News from the New Orleans Ernest N. Morial Convention Center often crosses my desk. It usually has to do with good things the Center is doing in the community or in other areas of sustainability. One recent example was a canned food drive. Each Center department recently was challenged to come up with the most creative representation of a Louisiana icon or landmark, using only non-perishable food cans. Employees donated from their personal pantries and pooled their own money and resources together in order to build their canned goods masterpieces. Some of the creative ideas included a replica of the Louisiana State Capitol made out of canned goods and boxed spaghetti; and several canned pineapple “suns” to represent the official state song of Louisiana, “You are my Sunshine.” The entries were judged by the contest’s beneficiary, Giving HOPE, a nonprofit dedicated to “changing lives through love.”

• WORK TO COMPLETE:
Continue the piece about the New Orleans Convention Center's canned food drive from the point where it stops.

• DATASET:

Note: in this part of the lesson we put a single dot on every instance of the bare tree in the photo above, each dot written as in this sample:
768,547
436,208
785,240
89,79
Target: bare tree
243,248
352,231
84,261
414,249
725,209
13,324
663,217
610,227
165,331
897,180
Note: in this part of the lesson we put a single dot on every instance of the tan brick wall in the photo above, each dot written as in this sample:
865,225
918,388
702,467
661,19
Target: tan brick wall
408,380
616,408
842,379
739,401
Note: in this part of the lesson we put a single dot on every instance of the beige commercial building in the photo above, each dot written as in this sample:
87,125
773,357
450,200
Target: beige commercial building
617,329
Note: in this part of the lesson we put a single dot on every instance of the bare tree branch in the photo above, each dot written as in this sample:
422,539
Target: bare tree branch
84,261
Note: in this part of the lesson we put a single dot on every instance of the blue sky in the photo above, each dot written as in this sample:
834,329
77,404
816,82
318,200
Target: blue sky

• WRITTEN RESPONSE:
The judges then awarded the grand prize trophy to the Facility and Environmental departments, for their elaborate, three-dimensional alligator constructed from cans of green beans and tomatoes. After the winning design was announced, employees boxed up the items and loaded the truck bound for Giving HOPE’s warehouse. The organization estimated that the employee’s donation was valued at $7,361.

The Center, a participant in the 2016 Green Venue Report, has an extensive green program in partnership with Centerplate that focuses on waste reduction, energy conservation, water conservation, and clean air practices. A few examples of initiatives: china an option for catered events, daylight sensors for exterior lighting, variable volume HVAC and pumping systems, irrigation systems with rain sensors, and environmentally preferable cleaners when possible.

This week the Center will host the Farm to Table Experience, an event where the food and beverages of New Orleans will be celebrated through tastings, interactive gardening and cooking demonstrations, hands-on workshops, educational sessions, social events, and more.

To learn more about the New Orleans Ernest N. Morial Convention Center and its green efforts, click here.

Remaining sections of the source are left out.